■ RECORDS PROVIDED

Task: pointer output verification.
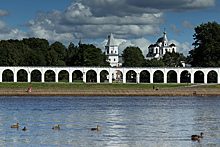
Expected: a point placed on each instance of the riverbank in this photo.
(67, 89)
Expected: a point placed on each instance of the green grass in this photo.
(87, 86)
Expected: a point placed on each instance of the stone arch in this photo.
(131, 76)
(212, 77)
(7, 76)
(104, 76)
(22, 75)
(199, 77)
(144, 76)
(117, 76)
(172, 76)
(63, 76)
(185, 77)
(36, 76)
(77, 76)
(158, 77)
(91, 76)
(49, 76)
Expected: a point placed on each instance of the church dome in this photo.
(172, 45)
(153, 45)
(160, 39)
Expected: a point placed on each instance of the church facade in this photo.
(158, 49)
(111, 50)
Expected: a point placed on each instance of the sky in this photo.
(132, 22)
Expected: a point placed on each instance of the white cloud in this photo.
(4, 13)
(182, 47)
(128, 7)
(142, 43)
(188, 24)
(175, 30)
(79, 21)
(8, 32)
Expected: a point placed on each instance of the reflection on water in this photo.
(124, 121)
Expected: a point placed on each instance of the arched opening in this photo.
(131, 76)
(104, 76)
(49, 76)
(77, 76)
(172, 77)
(91, 76)
(22, 75)
(7, 76)
(63, 76)
(199, 77)
(117, 77)
(35, 76)
(185, 77)
(212, 77)
(158, 77)
(145, 76)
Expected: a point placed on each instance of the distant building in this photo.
(158, 49)
(111, 50)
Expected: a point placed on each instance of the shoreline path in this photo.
(184, 91)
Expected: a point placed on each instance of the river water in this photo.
(124, 121)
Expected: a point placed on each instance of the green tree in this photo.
(85, 55)
(133, 57)
(206, 52)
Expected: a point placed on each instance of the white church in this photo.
(158, 49)
(111, 50)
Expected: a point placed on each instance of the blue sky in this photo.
(133, 23)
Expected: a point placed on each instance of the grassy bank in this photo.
(86, 86)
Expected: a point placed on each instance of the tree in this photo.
(154, 63)
(133, 57)
(86, 55)
(173, 59)
(206, 52)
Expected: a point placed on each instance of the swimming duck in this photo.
(58, 127)
(92, 129)
(193, 136)
(24, 129)
(15, 126)
(196, 137)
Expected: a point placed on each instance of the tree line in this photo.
(38, 52)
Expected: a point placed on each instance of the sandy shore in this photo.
(112, 92)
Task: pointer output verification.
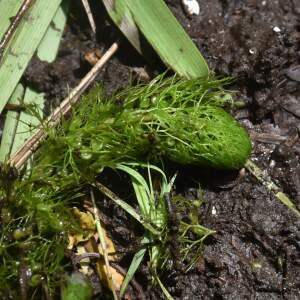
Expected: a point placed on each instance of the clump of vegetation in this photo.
(170, 118)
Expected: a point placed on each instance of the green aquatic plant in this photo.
(169, 118)
(34, 220)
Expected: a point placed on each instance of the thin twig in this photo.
(103, 245)
(23, 154)
(13, 25)
(271, 186)
(89, 14)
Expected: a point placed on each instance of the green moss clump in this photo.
(182, 120)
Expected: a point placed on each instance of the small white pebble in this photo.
(276, 29)
(213, 211)
(191, 7)
(251, 51)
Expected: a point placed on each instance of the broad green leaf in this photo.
(135, 263)
(49, 45)
(27, 123)
(11, 123)
(162, 30)
(121, 15)
(24, 43)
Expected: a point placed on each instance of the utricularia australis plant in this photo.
(172, 119)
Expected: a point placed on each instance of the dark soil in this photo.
(255, 252)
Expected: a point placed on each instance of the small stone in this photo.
(276, 29)
(251, 51)
(191, 7)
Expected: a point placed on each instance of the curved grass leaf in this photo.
(24, 43)
(159, 26)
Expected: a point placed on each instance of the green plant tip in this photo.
(169, 118)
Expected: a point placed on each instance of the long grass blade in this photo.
(11, 123)
(162, 30)
(24, 43)
(135, 263)
(49, 45)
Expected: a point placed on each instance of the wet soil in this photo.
(255, 252)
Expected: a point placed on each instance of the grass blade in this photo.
(11, 123)
(27, 123)
(135, 263)
(49, 45)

■ TASK PROMPT
Reproduce all of the items above verbatim, omitting the pictures.

■ SOLUTION TO THIS EXERCISE
Task: pointer output verification.
Expected: a point placed on each instance of the riverbank in this photo.
(67, 89)
Expected: a point placed on each instance of the green grass in this photo.
(87, 86)
Expected: a point placed on each instance of the stone arch in this photo.
(131, 76)
(212, 77)
(7, 76)
(104, 76)
(22, 75)
(199, 77)
(144, 76)
(117, 76)
(172, 76)
(63, 76)
(185, 77)
(36, 76)
(77, 76)
(158, 77)
(91, 76)
(49, 76)
Expected: a point placed on each instance of the church dome in this photo.
(172, 45)
(153, 45)
(160, 39)
Expected: a point placed on each instance of the church facade in this photo.
(158, 49)
(111, 50)
Expected: a point placed on each instance of the sky in this photo.
(132, 22)
Expected: a point placed on each instance of the white cloud in this photo.
(4, 13)
(182, 47)
(128, 7)
(142, 43)
(188, 24)
(175, 30)
(79, 21)
(8, 32)
Expected: a point placed on each instance of the reflection on water in this photo.
(124, 121)
Expected: a point placed on each instance of the arched opening in this photo.
(131, 76)
(104, 76)
(49, 76)
(77, 76)
(172, 77)
(91, 76)
(22, 75)
(7, 76)
(63, 76)
(199, 77)
(117, 77)
(35, 76)
(185, 77)
(212, 77)
(158, 77)
(145, 76)
Expected: a point placed on each instance of the distant building in this photo.
(158, 49)
(111, 50)
Expected: a point placed on each instance of the shoreline path in this photo.
(184, 91)
Expected: a point placed on each instance of the river water in this photo.
(124, 121)
Expected: a point placed on each instance of the green tree in this photo.
(85, 55)
(133, 57)
(206, 52)
Expected: a point placed on each instance of the white church in this photo.
(158, 49)
(111, 50)
Expected: a point placed on each instance of the blue sky in this photo.
(133, 23)
Expected: a point placed on each instance of the grassy bank in this photo.
(86, 86)
Expected: a point placed on each instance of the tree in this photo.
(154, 63)
(133, 57)
(86, 55)
(173, 59)
(206, 52)
Expected: a point placed on each instance of the swimming duck in this photo.
(58, 127)
(92, 129)
(193, 136)
(24, 129)
(15, 126)
(196, 137)
Expected: a point placed on each instance of the tree line in this photo.
(38, 52)
Expected: a point placed on each instance of the sandy shore in this photo.
(112, 92)
Task: pointer output verification.
Expected: a point placed on each instance of the clump of vegetation in this photo.
(170, 118)
Expected: a point placed on each instance of the green aquatic plant in this photo.
(169, 118)
(34, 220)
Expected: a point placed on each instance of the thin twig in this photo.
(103, 245)
(23, 154)
(13, 25)
(271, 186)
(89, 14)
Expected: a point placed on each instance of the green moss clump in this photo.
(182, 120)
Expected: a point placed on each instance of the small white pebble in this photo.
(276, 29)
(213, 211)
(191, 7)
(251, 51)
Expected: a point placed on each instance of the broad green leaf in this photo.
(135, 263)
(49, 45)
(27, 123)
(11, 123)
(162, 30)
(121, 15)
(24, 43)
Expected: a point placed on each instance of the utricularia australis plant in this photo.
(172, 119)
Expected: a point placed on each instance of the dark soil in this photo.
(255, 252)
Expected: a point placed on each instance of the small stone in this photo.
(276, 29)
(251, 51)
(191, 7)
Expected: a point placed on each instance of the curved grass leaf in this photo.
(24, 43)
(159, 26)
Expected: a point placed on each instance of the green plant tip in this photo.
(169, 118)
Expected: a point placed on each instance of the long grass blade in this photo.
(11, 123)
(162, 30)
(24, 43)
(135, 263)
(49, 45)
Expected: a point placed on each instance of the wet soil in this photo.
(255, 252)
Expected: a point placed on each instance of the grass blade in this photo.
(11, 123)
(27, 123)
(135, 263)
(49, 45)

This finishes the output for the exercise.